EXERCISE TASK
Copy the lines below word for word, leaving out the pictures.

** begin RECORDS TO USE **

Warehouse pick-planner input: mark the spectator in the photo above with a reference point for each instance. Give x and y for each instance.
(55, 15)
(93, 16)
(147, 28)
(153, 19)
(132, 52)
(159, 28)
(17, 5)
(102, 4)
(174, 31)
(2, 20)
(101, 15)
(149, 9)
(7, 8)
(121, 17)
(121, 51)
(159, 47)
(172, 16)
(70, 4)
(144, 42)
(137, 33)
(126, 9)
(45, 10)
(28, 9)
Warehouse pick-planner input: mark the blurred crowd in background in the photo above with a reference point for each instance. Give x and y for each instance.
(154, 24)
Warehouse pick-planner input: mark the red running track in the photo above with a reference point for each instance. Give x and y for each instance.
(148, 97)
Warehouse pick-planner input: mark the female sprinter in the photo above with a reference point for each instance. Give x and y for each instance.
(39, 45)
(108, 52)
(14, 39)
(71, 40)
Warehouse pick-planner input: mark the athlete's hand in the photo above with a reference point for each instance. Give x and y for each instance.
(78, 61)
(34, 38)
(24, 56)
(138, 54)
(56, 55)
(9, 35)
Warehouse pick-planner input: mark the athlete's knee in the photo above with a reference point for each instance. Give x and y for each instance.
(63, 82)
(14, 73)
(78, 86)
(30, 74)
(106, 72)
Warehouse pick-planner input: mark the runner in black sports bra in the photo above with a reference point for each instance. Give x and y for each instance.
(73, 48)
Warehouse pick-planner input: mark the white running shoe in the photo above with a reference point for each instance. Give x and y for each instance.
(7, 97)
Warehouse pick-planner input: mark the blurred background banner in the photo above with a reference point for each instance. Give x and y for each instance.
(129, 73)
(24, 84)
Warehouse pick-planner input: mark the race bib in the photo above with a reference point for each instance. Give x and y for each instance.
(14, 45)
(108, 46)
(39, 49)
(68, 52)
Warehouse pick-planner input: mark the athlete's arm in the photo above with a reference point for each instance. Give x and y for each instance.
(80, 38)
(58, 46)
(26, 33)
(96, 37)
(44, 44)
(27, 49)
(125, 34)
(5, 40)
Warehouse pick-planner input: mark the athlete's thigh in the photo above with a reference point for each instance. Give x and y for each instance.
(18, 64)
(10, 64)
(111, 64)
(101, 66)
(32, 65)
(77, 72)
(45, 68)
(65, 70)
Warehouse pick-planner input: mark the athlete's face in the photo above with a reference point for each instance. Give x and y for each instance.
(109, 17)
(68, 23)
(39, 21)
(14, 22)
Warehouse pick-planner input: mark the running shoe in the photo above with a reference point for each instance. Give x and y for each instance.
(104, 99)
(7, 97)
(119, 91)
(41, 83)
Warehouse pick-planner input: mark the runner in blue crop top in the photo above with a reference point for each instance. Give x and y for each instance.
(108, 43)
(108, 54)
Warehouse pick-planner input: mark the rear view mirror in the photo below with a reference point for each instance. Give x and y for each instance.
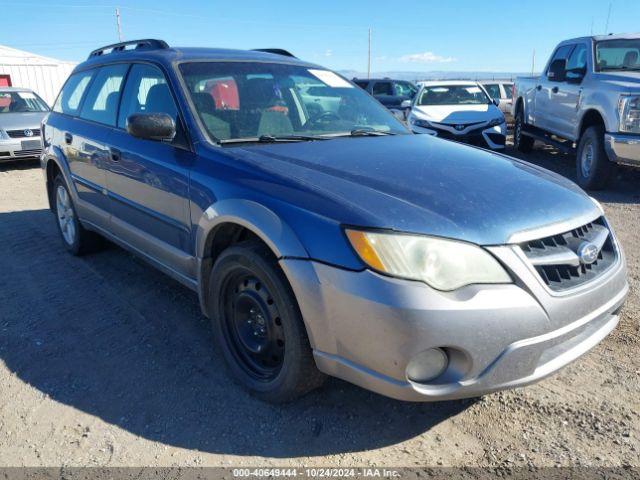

** end RECORDS TO USE **

OUTPUT FOR THIS EXERCISE
Warehouse pick-planner input: mark the spectator in the photo above with a reference point for each instance. Give x and y for each instance.
(55, 15)
(93, 16)
(147, 28)
(153, 19)
(132, 52)
(159, 28)
(17, 5)
(102, 4)
(174, 31)
(2, 20)
(101, 15)
(149, 9)
(7, 8)
(121, 17)
(121, 51)
(159, 47)
(172, 16)
(70, 4)
(144, 42)
(137, 33)
(126, 9)
(45, 10)
(28, 9)
Warehouse pick-planner input: mark the blurred crowd in background in the photo above with a reference point for each instance. Give x and y for each instance.
(154, 24)
Warehouse pick-planner input: mark the red running track in the photo above with a reference point for each instance. Give x and y for each instance.
(148, 97)
Warehouse pick-planner input: mark the female sprinter in the photo above with a reference point for each instance. Give x and y for each instance.
(39, 45)
(108, 52)
(14, 39)
(71, 40)
Warehouse pick-planner input: mark the athlete's hand in the photo above with a reference point for each instance. Give x and y for each instance.
(78, 61)
(34, 38)
(24, 56)
(138, 54)
(56, 55)
(9, 35)
Warehouse pick-planner input: mark the athlete's knee in the photo above with a reference point for each instance. Give x and y for each instance.
(63, 82)
(14, 73)
(78, 86)
(30, 74)
(106, 72)
Warehouse pick-planner input: mark the runner in black sports bra in the photo above with a reference point for each instance. Give x and y for each instance.
(73, 48)
Warehouse pick-planner input: mark the white running shoe in the photo above with a reference point for each instance. Give x and y for each instance.
(7, 97)
Warehouse pick-planner input: mark the blurred background banner in the photo above with a reference point for each instance. Give x and y for each instance.
(129, 73)
(24, 84)
Warehouse pick-planner input: mark the race bib in the photo above with a reference point for each instance. Give x and y for each instance.
(14, 45)
(108, 46)
(39, 49)
(68, 52)
Warehouse pick-planner input: mark the athlete's arm in the photo above with a reference point for each instance. Give x and y for each instance.
(80, 38)
(58, 46)
(26, 33)
(96, 37)
(44, 44)
(27, 49)
(125, 34)
(5, 40)
Warehouse pick-planner input: mark the athlete's thigh in the photo above with a reference point for each instance. Give x and y for each instance.
(18, 64)
(10, 64)
(111, 64)
(101, 66)
(32, 65)
(77, 72)
(45, 68)
(65, 70)
Warehouse pick-planner input: mark the athlete's face in the photo above with a reference point for each instance. Give x and y for each instance.
(109, 17)
(68, 23)
(39, 21)
(14, 22)
Warehouse pick-planner input: mark the running shoe in the photo above with a reference point for each instance. Give x and y for each instance.
(104, 99)
(7, 97)
(119, 91)
(41, 83)
Warehouse pick-planner input: mark the runner in blue crop top in the photo above with a reference point for each instance. Give x and y for each instance.
(108, 43)
(108, 54)
Warehouse pick-planner input: mark the rear view mirror in the photo below with a reference point for each instance. Give x and y for each instance.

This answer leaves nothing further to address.